# Short task
Find the line containing "Isolate any visible db logo on clock.". Reproduce it and every line after it up to the end of the records, exactly as written.

# Supplied data

+--

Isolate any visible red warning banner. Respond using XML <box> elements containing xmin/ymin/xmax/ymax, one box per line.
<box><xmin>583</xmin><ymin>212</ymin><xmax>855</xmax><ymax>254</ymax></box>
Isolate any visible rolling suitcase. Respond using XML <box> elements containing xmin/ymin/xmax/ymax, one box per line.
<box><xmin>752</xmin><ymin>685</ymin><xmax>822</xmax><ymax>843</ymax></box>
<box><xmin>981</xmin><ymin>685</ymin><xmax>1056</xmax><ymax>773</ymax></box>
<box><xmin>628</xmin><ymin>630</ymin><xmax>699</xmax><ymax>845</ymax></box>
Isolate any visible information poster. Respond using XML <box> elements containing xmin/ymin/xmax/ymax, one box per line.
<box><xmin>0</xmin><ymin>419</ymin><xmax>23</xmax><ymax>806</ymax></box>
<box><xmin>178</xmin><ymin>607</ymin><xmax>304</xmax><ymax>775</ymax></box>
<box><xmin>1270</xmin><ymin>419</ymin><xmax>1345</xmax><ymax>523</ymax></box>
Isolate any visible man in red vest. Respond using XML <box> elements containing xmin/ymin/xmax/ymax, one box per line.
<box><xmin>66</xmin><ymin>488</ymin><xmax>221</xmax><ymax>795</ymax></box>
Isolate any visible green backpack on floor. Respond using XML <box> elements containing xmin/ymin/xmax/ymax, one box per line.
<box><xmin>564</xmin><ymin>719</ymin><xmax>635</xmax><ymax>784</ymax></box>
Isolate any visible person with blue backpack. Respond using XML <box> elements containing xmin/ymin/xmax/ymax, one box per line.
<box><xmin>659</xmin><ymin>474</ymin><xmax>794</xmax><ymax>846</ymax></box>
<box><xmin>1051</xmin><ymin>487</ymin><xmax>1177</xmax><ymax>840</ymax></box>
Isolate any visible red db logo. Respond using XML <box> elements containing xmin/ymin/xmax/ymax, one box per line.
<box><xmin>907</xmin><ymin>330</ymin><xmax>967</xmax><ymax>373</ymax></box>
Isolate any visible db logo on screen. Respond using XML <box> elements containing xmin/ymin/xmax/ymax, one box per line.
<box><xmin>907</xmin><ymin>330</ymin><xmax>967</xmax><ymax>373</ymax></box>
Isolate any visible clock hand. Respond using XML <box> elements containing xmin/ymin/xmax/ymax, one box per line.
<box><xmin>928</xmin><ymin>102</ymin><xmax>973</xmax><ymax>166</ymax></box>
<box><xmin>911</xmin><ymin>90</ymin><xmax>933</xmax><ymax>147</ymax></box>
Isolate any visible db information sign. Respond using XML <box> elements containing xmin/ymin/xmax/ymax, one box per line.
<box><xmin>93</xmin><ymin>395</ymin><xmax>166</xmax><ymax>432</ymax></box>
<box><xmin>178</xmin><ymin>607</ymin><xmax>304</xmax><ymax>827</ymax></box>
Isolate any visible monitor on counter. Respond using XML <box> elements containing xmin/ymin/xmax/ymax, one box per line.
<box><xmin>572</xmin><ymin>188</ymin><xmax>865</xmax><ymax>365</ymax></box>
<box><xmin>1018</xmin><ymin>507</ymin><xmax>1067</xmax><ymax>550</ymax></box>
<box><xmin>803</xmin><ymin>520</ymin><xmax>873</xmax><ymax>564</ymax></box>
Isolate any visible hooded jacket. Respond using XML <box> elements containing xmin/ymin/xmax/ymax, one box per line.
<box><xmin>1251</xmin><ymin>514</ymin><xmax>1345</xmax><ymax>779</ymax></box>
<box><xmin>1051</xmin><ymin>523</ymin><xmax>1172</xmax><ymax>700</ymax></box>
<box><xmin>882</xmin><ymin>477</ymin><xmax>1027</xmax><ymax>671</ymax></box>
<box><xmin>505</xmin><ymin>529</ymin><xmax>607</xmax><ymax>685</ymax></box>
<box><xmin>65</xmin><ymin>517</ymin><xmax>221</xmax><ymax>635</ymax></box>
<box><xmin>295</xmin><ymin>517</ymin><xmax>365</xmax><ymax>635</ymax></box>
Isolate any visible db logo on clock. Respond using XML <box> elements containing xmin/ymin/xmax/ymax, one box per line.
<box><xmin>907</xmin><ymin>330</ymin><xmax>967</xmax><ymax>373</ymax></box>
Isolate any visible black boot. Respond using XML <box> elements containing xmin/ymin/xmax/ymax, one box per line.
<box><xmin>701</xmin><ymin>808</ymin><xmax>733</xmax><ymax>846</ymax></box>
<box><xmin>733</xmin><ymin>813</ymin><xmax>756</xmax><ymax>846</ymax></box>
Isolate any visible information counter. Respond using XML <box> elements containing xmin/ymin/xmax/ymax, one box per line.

+--

# Result for this task
Isolate any visible db logo on clock. Respond using XML <box> elements containing xmin/ymin/xmax/ymax, one box per line.
<box><xmin>907</xmin><ymin>330</ymin><xmax>967</xmax><ymax>373</ymax></box>
Isolate any visible black boot. Respond using XML <box> elements containing xmin/ymin/xmax/ymax, one box per line.
<box><xmin>701</xmin><ymin>808</ymin><xmax>733</xmax><ymax>846</ymax></box>
<box><xmin>733</xmin><ymin>813</ymin><xmax>756</xmax><ymax>846</ymax></box>
Isolate any visible information counter. Respond using XML <box> elements containing xmin/ymin/xmax/ymax, one box per line.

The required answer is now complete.